STATED GOAL A — In the forum thread below, what does thetrue say the woman should have on her flash if she wants to use it facing up in a gym?

# When the action on the court slows down...go macro!



## CMfromIL (Dec 6, 2012)

I was taking pictures at a Jr High basketball the other night, and captured this image of a woman in the stands.  She had the gear, but I guess basketball wasn't keeping her interest.


----------



## MK3Brent (Dec 6, 2012)

Ughh... give it a couple days and some b/w and that thread will be right below this one...


----------



## thetrue (Dec 6, 2012)

I spy.......a kit lens! She really should have a reflector on that flash if she wants to use it facing up in a GYM. Nice photo of a MWAC and too much money


----------



## haynie90 (Dec 6, 2012)

I don't understand the negativity of some people on this thread, one time use, polaroid, point and shoot, kit lens, or flash without a reflector, everyone starts somewhere. It doesn't seem to cross some peoples mind that maybe someone enjoys photography and is just starting, or can't afford extended gear. Whatever the reason may be, the world is full of to much arrogance, i'm sure you have more knowledge, skill, experience, and gear as the so called MWAC but that is no reason to judge someone for doing what they love. I see this all the time on here, why risk deterring someone from something they may love and be very good at someday. Point is as a community no matter the skill level or experience new comers should be welcomed to enjoy the things that you and them alike enjoy. You were a beginer with a kit lens one day too. Think of a photo of your son playing basketball only to read comments from pros "just another punk kid with a basketball". Dreams are not yours to crush.


----------



## MK3Brent (Dec 6, 2012)

We're not serious... obviously.


----------



## rexbobcat (Dec 6, 2012)

haynie90 said:
			
		

> I don't understand the negativity of some people on this thread, one time use, polaroid, point and shoot, kit lens, or flash without a reflector, everyone starts somewhere. It doesn't seem to cross some peoples mind that maybe someone enjoys photography and is just starting, or can't afford extended gear. Whatever the reason may be, the world is full of to much arrogance, i'm sure you have more knowledge, skill, experience, and gear as the so called MWAC but that is no reason to judge someone for doing what they love. I see this all the time on here, why risk deterring someone from something they may love and be very good at someday. Point is as a community no matter the skill level or experience new comers should be welcomed to enjoy the things that you and them alike enjoy. You were a beginer with a kit lens one day too. Think of a photo of your son playing basketball only to read comments from pros "just another punk kid with a basketball". Dreams are not yours to crush.



A little over dramatic don't you think?

Are you, perhaps, a teenage girl?

P.S. The photo is legitimately funny. Suck on that opinion for a while.


----------



## thetrue (Dec 6, 2012)

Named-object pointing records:
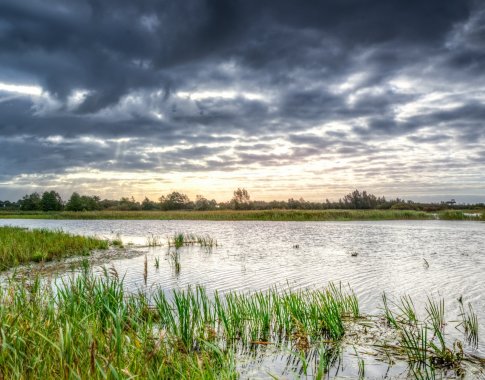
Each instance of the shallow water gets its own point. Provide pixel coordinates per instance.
(420, 258)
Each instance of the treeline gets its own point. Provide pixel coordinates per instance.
(241, 200)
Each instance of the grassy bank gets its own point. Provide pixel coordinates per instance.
(274, 215)
(88, 327)
(19, 246)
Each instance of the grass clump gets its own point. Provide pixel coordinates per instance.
(89, 327)
(19, 245)
(180, 240)
(424, 343)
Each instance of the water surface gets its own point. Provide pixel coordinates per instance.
(420, 258)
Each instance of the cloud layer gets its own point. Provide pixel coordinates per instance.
(284, 98)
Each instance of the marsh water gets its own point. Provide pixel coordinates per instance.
(441, 259)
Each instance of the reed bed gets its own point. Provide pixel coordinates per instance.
(270, 215)
(88, 327)
(424, 343)
(19, 246)
(180, 240)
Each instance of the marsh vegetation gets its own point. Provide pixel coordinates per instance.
(20, 246)
(92, 323)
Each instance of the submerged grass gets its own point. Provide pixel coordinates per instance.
(19, 245)
(88, 327)
(180, 240)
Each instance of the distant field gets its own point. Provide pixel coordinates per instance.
(275, 215)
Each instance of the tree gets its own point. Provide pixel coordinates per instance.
(51, 201)
(241, 199)
(147, 204)
(75, 203)
(203, 204)
(31, 202)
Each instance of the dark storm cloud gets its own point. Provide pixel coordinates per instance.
(212, 85)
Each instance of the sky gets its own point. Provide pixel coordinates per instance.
(285, 98)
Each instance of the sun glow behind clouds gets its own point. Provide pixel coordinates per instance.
(21, 89)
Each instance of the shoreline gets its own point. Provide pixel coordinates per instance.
(254, 215)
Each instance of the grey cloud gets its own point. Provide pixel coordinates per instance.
(323, 72)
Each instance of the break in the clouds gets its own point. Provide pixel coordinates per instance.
(285, 98)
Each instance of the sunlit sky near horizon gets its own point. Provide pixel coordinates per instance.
(285, 98)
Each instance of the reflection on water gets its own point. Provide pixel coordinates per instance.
(420, 258)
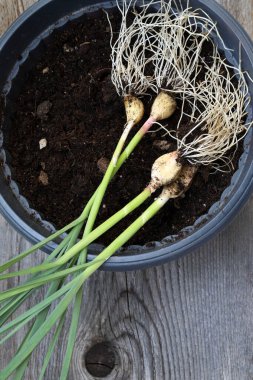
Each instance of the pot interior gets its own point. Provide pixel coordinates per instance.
(16, 208)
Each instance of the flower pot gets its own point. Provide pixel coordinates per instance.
(15, 46)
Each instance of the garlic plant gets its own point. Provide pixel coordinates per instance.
(159, 51)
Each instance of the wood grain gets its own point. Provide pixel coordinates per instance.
(189, 319)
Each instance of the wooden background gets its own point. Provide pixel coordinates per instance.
(189, 319)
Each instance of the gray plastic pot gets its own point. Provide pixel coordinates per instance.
(23, 37)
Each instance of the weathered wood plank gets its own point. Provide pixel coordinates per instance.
(189, 319)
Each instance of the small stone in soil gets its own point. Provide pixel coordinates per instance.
(43, 165)
(45, 70)
(43, 109)
(161, 144)
(102, 164)
(43, 178)
(43, 143)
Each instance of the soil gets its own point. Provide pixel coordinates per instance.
(66, 123)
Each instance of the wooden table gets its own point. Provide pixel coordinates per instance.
(191, 319)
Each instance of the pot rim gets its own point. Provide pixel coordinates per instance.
(156, 255)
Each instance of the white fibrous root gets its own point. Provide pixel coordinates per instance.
(129, 56)
(218, 122)
(163, 107)
(165, 170)
(134, 109)
(160, 49)
(166, 40)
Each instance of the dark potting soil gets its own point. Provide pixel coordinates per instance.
(68, 103)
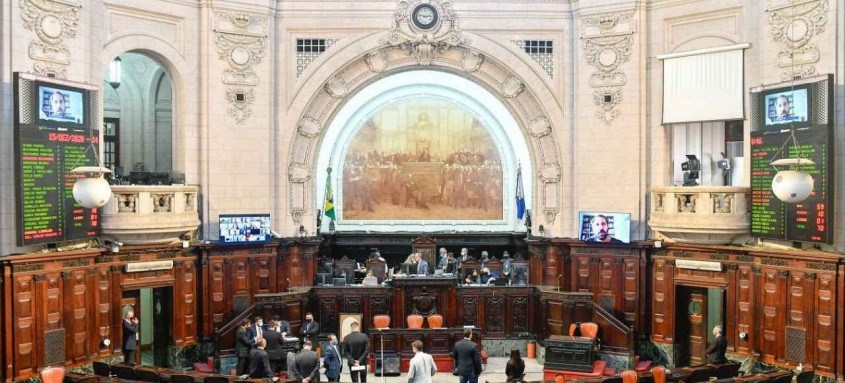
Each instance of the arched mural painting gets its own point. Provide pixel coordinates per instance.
(422, 158)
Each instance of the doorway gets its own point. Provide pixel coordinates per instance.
(154, 309)
(697, 311)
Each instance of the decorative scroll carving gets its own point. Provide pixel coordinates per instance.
(608, 41)
(794, 25)
(424, 46)
(53, 21)
(240, 39)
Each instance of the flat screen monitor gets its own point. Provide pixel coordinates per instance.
(61, 106)
(324, 279)
(602, 227)
(790, 106)
(244, 229)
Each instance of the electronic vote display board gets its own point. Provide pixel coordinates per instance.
(45, 152)
(810, 220)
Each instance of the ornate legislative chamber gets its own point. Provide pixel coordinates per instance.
(779, 308)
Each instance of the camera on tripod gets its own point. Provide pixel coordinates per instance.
(692, 170)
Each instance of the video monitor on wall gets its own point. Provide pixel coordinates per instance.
(244, 229)
(790, 106)
(60, 106)
(601, 227)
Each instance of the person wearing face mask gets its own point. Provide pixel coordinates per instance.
(310, 329)
(331, 361)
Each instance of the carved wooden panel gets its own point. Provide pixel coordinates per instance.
(658, 303)
(54, 346)
(469, 309)
(352, 305)
(745, 308)
(825, 354)
(796, 339)
(494, 315)
(520, 315)
(328, 315)
(24, 339)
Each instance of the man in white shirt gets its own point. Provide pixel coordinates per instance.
(422, 366)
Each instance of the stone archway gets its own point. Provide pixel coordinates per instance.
(403, 48)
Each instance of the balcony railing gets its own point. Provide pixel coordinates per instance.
(700, 214)
(140, 214)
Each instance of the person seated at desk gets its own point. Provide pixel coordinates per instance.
(472, 278)
(370, 279)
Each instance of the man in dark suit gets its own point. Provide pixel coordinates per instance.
(259, 362)
(467, 359)
(717, 349)
(332, 360)
(243, 344)
(356, 347)
(130, 337)
(310, 329)
(307, 365)
(274, 346)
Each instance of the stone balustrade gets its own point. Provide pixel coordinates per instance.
(139, 214)
(700, 214)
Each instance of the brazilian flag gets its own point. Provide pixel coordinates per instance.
(328, 204)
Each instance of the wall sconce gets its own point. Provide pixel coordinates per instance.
(115, 69)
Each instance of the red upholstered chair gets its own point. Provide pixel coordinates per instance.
(629, 376)
(381, 321)
(435, 321)
(415, 321)
(659, 374)
(53, 375)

STATED GOAL B — Find each line in the records above that contains the string "soil", and copy those lines out. Case counts.

FULL OUTPUT A — A reflector.

FULL OUTPUT B —
Each instance of the small stone in soil gets its own point. Provide pixel coordinates per instance.
Each instance of the soil gets its own point. Provide pixel coordinates per instance.
Each instance of the dark potting soil gets its own point. Provide pixel coordinates per instance.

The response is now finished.